What you need to do - Your task is to restate word for word the line containing "the woman's left" and each line that follows it in the listing, and only those.

Input for this task -
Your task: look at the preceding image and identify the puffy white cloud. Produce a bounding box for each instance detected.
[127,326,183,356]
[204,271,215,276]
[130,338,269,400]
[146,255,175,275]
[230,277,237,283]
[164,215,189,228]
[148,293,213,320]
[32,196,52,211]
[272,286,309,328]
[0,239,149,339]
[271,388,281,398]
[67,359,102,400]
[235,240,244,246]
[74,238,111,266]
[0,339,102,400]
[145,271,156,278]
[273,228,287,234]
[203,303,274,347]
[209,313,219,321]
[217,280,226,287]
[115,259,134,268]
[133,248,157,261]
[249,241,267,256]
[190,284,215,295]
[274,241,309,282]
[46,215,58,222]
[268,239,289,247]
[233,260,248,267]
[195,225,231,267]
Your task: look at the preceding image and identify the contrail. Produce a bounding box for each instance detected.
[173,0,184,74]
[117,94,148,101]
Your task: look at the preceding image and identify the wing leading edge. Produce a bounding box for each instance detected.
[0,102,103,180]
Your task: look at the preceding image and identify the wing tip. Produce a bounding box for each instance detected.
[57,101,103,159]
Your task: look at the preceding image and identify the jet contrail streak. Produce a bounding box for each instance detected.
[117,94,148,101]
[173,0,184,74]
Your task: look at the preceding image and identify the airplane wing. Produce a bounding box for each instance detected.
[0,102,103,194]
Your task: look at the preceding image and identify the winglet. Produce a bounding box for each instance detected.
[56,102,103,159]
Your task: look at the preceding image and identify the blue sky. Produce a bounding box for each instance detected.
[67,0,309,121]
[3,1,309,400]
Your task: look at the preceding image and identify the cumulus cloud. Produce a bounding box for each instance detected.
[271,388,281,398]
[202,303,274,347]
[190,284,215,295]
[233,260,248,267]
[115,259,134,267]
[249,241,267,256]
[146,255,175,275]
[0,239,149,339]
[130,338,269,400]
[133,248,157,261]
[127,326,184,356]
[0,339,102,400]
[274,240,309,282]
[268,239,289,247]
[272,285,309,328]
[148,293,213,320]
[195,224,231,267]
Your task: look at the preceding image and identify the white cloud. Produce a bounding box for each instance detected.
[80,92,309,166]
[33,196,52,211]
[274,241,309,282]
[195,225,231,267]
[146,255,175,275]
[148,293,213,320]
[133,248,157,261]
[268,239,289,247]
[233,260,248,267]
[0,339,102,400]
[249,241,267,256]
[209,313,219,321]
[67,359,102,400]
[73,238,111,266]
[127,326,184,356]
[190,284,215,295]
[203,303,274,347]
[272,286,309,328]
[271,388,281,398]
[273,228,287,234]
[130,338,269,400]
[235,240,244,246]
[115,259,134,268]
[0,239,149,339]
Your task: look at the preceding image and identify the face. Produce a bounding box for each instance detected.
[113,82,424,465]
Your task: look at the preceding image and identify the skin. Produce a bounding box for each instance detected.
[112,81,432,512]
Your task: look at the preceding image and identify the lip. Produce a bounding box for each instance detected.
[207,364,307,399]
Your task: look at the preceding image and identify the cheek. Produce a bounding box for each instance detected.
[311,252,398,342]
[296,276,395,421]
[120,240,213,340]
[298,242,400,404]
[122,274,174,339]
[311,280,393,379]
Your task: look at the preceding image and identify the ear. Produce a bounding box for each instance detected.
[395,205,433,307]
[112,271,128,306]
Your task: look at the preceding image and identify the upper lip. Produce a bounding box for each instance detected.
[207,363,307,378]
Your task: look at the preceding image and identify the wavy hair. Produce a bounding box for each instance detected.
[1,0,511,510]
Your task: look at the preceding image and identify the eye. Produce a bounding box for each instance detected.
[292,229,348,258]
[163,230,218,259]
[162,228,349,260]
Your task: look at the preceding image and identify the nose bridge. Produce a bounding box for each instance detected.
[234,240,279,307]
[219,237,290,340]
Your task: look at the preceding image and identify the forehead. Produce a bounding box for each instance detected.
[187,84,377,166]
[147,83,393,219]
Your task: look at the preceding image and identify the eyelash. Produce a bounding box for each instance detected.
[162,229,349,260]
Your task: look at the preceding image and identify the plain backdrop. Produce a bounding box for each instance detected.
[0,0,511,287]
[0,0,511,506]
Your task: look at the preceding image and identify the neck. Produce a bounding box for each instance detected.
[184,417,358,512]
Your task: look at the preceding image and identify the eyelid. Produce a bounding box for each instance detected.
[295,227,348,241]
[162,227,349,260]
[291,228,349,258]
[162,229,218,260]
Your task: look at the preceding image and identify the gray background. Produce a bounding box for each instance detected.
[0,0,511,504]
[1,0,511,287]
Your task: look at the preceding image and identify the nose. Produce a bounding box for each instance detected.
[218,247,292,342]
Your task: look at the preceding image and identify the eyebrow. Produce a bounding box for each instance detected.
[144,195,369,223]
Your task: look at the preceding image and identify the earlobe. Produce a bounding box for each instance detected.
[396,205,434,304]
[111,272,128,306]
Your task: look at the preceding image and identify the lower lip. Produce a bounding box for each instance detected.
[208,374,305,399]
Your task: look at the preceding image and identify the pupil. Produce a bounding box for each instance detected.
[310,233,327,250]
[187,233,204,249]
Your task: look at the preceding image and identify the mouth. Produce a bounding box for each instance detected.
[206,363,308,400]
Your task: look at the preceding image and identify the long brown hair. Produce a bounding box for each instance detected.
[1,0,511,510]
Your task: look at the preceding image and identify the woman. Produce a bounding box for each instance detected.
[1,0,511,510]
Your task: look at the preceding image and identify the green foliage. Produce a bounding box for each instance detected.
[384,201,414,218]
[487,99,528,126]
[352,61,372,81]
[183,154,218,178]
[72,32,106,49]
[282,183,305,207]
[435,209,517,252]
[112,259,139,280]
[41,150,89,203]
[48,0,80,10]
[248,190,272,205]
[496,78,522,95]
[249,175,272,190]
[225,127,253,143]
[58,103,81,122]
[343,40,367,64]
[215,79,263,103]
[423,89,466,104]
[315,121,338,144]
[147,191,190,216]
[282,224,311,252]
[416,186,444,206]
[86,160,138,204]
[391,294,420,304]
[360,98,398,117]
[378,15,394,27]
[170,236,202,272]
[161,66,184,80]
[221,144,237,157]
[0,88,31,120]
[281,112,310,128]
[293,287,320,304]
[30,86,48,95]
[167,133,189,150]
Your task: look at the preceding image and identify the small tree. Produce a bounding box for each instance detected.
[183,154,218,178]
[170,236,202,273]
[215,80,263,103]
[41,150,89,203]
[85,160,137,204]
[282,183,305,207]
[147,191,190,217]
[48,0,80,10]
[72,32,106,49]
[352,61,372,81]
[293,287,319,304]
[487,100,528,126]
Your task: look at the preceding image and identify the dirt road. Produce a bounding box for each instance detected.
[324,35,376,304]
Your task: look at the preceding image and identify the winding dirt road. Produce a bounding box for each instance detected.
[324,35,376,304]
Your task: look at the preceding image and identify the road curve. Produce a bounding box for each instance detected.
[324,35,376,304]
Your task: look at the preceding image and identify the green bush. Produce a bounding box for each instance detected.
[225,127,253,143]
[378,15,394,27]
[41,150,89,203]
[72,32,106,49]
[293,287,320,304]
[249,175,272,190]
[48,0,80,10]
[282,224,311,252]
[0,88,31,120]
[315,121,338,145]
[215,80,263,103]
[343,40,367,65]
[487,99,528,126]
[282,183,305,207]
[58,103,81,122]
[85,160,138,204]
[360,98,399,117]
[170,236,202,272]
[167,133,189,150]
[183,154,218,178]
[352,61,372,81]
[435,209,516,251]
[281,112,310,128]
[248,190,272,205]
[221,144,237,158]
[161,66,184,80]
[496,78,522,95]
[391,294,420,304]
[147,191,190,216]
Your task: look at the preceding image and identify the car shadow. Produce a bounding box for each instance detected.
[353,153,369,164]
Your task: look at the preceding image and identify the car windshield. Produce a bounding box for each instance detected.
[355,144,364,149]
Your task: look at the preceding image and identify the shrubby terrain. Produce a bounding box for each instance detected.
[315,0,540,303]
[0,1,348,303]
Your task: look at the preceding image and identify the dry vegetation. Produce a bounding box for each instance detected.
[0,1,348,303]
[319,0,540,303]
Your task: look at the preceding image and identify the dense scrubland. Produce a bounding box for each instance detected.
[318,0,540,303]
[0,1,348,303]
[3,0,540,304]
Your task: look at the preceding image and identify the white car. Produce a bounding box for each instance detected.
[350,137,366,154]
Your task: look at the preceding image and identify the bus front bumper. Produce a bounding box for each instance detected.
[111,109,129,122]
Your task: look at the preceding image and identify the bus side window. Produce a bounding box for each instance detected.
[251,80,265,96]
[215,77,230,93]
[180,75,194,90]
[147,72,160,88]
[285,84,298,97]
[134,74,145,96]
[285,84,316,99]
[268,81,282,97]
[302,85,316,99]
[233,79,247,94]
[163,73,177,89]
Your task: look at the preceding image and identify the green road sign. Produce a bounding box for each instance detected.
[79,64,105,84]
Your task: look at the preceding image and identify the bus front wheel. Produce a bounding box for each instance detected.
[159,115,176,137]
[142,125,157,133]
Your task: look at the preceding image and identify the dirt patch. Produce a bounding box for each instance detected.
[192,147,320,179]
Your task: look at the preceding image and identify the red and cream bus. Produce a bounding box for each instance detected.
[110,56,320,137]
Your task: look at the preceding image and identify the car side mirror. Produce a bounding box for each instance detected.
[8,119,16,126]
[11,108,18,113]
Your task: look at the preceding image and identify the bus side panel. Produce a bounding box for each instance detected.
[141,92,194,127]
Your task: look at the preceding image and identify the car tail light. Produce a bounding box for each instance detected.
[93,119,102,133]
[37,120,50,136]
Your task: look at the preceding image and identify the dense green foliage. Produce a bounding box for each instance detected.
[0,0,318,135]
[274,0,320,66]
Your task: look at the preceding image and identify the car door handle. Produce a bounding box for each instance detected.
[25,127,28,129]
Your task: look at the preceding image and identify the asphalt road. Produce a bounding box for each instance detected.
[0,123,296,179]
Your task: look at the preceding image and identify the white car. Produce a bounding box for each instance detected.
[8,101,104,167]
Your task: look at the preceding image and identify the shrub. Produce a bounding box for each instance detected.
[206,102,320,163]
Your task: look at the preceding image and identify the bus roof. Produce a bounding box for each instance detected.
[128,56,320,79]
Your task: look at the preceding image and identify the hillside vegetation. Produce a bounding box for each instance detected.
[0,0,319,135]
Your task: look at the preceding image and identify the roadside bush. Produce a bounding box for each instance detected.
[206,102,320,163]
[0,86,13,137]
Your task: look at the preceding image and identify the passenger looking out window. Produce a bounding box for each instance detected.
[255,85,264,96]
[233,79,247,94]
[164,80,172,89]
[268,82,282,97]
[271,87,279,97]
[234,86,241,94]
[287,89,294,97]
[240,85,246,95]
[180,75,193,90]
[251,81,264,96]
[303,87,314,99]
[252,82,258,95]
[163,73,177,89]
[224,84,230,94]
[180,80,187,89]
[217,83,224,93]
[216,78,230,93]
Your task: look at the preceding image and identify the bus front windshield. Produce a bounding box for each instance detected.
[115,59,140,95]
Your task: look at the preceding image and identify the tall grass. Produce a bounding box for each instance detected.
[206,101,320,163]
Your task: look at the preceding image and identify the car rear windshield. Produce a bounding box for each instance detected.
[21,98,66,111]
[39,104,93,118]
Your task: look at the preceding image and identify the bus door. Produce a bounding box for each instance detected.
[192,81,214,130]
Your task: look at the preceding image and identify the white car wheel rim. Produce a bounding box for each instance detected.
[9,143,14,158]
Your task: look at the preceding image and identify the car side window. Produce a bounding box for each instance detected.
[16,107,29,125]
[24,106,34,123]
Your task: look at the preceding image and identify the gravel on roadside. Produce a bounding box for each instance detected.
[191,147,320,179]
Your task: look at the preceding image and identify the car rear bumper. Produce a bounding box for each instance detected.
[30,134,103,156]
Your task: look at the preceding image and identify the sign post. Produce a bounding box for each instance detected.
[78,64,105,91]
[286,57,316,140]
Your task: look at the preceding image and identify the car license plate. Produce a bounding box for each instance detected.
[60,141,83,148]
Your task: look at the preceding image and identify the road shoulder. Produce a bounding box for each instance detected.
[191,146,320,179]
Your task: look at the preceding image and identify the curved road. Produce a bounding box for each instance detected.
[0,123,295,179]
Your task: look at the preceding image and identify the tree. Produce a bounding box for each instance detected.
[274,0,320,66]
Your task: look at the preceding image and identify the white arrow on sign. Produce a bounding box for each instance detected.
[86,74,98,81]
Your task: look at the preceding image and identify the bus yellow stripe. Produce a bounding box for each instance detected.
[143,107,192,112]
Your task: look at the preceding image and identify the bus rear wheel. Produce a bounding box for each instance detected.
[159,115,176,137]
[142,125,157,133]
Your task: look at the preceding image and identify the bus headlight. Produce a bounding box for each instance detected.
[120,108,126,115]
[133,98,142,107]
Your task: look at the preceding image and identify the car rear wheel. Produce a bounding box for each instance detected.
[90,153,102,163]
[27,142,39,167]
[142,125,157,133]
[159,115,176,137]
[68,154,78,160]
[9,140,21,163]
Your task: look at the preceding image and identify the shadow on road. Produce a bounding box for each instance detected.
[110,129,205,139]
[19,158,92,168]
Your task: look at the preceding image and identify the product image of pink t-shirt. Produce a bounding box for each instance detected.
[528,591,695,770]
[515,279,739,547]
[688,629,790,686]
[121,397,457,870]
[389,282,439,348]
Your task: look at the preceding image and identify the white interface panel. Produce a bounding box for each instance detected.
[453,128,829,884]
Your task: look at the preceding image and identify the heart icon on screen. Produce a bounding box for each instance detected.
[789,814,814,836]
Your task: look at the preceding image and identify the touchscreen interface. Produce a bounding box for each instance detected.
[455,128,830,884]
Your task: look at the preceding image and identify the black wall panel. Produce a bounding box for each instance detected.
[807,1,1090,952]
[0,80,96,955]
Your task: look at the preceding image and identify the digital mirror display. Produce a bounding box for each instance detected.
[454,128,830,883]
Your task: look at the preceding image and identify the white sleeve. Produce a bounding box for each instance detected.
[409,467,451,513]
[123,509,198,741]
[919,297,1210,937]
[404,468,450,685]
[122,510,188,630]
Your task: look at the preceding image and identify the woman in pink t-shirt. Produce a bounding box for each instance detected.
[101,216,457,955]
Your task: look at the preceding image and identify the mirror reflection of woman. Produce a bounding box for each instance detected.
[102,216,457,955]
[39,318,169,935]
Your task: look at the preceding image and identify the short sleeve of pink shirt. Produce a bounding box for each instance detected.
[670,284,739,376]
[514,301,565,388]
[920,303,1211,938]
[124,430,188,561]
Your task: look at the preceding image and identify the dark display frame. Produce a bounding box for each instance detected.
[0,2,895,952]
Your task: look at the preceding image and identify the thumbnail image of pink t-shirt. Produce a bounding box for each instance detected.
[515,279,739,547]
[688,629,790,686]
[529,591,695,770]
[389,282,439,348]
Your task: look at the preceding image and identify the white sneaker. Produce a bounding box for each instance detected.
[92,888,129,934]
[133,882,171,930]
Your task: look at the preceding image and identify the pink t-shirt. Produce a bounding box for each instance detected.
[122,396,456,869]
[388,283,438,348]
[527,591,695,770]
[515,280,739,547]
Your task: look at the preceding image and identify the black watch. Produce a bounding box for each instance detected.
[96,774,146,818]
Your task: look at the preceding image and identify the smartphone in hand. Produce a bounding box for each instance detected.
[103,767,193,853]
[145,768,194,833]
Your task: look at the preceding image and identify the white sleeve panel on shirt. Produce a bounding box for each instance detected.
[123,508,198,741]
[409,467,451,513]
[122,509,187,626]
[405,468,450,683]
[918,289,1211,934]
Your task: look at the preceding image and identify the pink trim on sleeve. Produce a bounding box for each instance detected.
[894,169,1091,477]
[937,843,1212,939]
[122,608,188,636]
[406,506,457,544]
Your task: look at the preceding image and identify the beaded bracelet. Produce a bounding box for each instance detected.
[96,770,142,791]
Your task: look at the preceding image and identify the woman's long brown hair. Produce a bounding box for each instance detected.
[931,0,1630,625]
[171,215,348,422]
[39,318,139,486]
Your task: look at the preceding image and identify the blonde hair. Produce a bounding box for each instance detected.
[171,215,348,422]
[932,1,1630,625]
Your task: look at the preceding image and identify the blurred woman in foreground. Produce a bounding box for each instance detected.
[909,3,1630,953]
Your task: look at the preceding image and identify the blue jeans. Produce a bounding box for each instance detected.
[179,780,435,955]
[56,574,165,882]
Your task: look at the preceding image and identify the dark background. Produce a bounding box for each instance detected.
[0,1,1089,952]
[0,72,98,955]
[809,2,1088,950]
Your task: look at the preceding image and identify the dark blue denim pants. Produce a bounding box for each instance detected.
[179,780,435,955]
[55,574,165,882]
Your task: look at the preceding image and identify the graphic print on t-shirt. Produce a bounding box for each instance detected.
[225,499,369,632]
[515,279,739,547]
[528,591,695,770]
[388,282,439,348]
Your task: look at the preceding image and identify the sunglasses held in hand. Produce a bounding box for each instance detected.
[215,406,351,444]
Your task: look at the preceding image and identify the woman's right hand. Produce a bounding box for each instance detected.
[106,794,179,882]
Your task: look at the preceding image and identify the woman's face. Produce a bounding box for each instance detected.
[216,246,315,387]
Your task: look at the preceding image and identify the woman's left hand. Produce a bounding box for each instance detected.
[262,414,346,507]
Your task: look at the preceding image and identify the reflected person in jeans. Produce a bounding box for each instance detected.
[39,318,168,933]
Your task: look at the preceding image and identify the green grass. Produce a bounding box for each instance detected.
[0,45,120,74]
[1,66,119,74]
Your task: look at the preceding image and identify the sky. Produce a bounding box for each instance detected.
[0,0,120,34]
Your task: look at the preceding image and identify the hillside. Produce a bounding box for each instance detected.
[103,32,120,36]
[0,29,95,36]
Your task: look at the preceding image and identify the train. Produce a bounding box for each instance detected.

Output of the task -
Your task: look at the preceding image and identify the woman's left hand. Produce a bounding box for each instance detected.
[262,414,346,507]
Your task: look at the preceding image and identify the reflected person in jeans. Produce a bounding box for each instance detected.
[39,318,168,933]
Your task: look at the preceding image and identify the green grass. Produce a bounding box for each instance detected.
[0,45,120,74]
[1,66,119,74]
Your task: look at the preceding image and identify the sky. Produce a bounding box for each instance detected.
[0,0,120,34]
Your task: look at the preceding image and identify the hillside. Produce a bounding box for each instance detected.
[103,32,120,36]
[0,29,95,36]
Your task: look at the preceding image and identify the train. Produce a bounding box for each instance detected.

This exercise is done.